→ **GOAL OF THE EXERCISE**
How many lines in the records below contain the word "basketball", matching case exactly? Give only the number.

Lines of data

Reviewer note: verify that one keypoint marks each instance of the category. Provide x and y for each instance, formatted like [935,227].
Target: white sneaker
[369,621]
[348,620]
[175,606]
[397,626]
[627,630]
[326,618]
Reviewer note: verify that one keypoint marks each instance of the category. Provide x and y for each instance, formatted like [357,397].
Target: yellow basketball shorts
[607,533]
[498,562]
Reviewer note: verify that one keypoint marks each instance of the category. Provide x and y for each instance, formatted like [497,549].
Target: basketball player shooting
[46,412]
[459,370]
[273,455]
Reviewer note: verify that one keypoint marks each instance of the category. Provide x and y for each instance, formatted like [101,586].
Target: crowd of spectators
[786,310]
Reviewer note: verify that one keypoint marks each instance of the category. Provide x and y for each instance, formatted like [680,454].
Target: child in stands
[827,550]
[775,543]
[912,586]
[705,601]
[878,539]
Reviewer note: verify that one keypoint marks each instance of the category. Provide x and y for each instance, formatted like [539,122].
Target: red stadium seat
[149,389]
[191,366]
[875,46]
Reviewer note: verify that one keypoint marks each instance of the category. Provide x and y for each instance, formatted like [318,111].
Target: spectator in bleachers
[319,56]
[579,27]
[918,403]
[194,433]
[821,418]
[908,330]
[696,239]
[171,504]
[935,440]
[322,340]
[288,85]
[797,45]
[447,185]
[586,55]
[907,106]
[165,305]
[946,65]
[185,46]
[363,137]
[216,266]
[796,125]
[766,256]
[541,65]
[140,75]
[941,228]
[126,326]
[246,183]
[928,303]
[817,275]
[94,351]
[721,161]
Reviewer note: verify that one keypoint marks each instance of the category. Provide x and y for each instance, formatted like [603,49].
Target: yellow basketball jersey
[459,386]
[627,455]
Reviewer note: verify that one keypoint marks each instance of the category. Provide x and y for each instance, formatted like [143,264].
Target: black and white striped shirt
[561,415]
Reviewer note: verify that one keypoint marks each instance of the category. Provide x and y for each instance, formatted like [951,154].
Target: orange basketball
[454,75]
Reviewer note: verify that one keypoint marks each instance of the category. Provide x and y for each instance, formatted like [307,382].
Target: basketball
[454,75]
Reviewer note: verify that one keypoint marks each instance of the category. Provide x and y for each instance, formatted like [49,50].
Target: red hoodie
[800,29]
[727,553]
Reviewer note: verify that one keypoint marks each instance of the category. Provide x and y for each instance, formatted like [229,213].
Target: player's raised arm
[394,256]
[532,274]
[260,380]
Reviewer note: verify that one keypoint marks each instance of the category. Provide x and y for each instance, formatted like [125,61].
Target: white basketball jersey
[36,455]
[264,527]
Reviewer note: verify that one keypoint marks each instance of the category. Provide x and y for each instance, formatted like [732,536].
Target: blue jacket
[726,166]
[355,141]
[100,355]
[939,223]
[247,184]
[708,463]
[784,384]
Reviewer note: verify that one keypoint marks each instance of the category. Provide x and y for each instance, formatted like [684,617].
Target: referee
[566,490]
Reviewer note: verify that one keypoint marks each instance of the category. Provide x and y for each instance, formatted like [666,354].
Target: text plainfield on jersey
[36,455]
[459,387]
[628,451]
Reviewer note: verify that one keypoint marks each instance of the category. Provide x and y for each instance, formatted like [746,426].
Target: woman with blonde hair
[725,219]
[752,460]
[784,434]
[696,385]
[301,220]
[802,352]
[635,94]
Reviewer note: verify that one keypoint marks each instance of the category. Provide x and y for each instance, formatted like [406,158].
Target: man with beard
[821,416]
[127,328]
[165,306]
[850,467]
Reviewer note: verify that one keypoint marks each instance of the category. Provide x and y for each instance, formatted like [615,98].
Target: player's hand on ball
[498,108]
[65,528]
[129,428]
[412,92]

---

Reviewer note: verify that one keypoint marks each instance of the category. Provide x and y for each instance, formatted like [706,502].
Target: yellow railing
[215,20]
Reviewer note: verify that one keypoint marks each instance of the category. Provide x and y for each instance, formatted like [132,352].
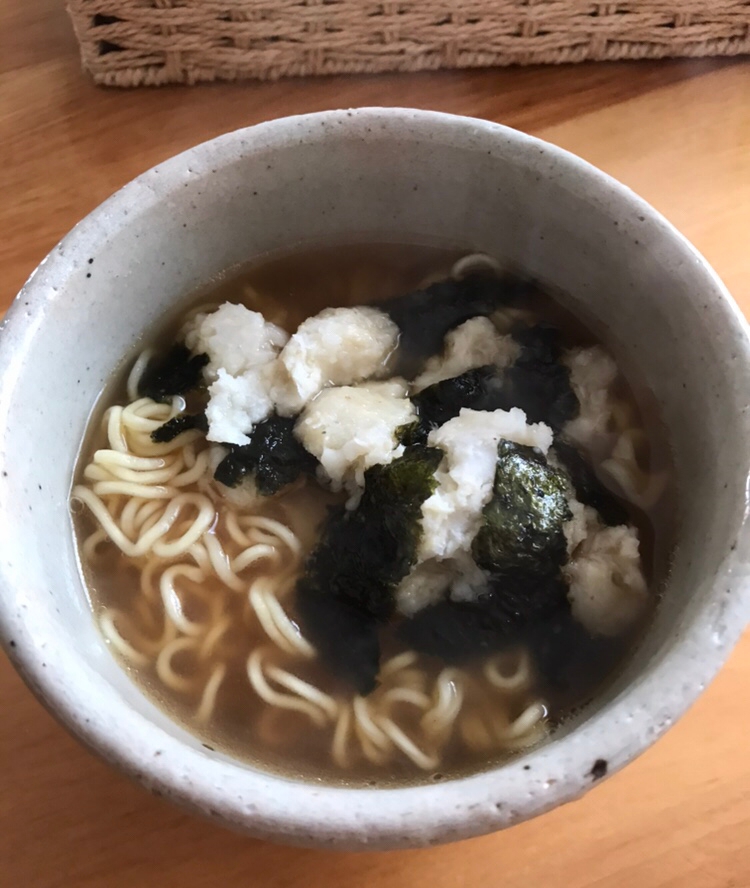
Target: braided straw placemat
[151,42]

→ **SOLUTION TO THE PROBLEM**
6